PROVIDED INFORMATION |
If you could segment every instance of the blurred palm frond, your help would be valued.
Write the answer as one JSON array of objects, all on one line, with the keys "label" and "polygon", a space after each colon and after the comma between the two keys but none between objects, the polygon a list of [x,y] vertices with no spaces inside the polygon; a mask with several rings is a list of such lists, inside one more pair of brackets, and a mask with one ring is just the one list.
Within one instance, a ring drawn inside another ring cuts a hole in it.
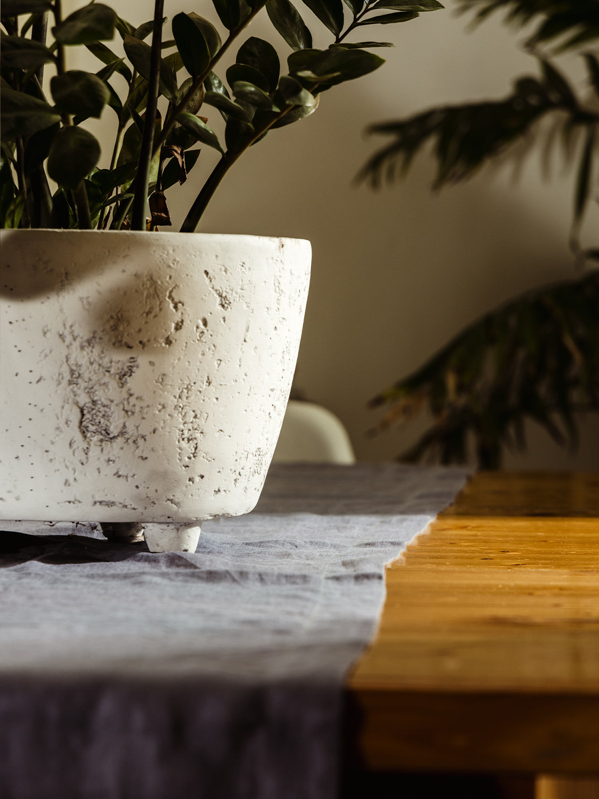
[{"label": "blurred palm frond", "polygon": [[526,447],[532,419],[562,446],[576,415],[599,411],[599,271],[529,292],[466,328],[417,372],[375,397],[390,406],[372,433],[426,408],[433,425],[400,460],[463,463],[474,437],[482,468]]}]

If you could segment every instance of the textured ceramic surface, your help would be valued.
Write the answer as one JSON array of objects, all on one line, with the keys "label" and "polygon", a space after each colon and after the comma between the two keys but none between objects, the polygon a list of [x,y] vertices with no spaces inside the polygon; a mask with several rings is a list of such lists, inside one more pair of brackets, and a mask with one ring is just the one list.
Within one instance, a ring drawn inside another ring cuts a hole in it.
[{"label": "textured ceramic surface", "polygon": [[2,231],[0,517],[187,523],[256,504],[310,244]]}]

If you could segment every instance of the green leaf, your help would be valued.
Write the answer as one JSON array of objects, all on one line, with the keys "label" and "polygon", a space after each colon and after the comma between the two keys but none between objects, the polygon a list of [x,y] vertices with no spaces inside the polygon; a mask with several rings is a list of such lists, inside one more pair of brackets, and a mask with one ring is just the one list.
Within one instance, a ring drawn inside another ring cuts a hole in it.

SET PROBLEM |
List every line of the rows above that contains the word "segment". Case counts.

TASK RESULT |
If you could segment every instance of the blurred palm frond, your help would be valued.
If you could segment every instance of the textured ceramic surface, your help would be valued.
If you could segment every instance of the green leaf, your help would be valued.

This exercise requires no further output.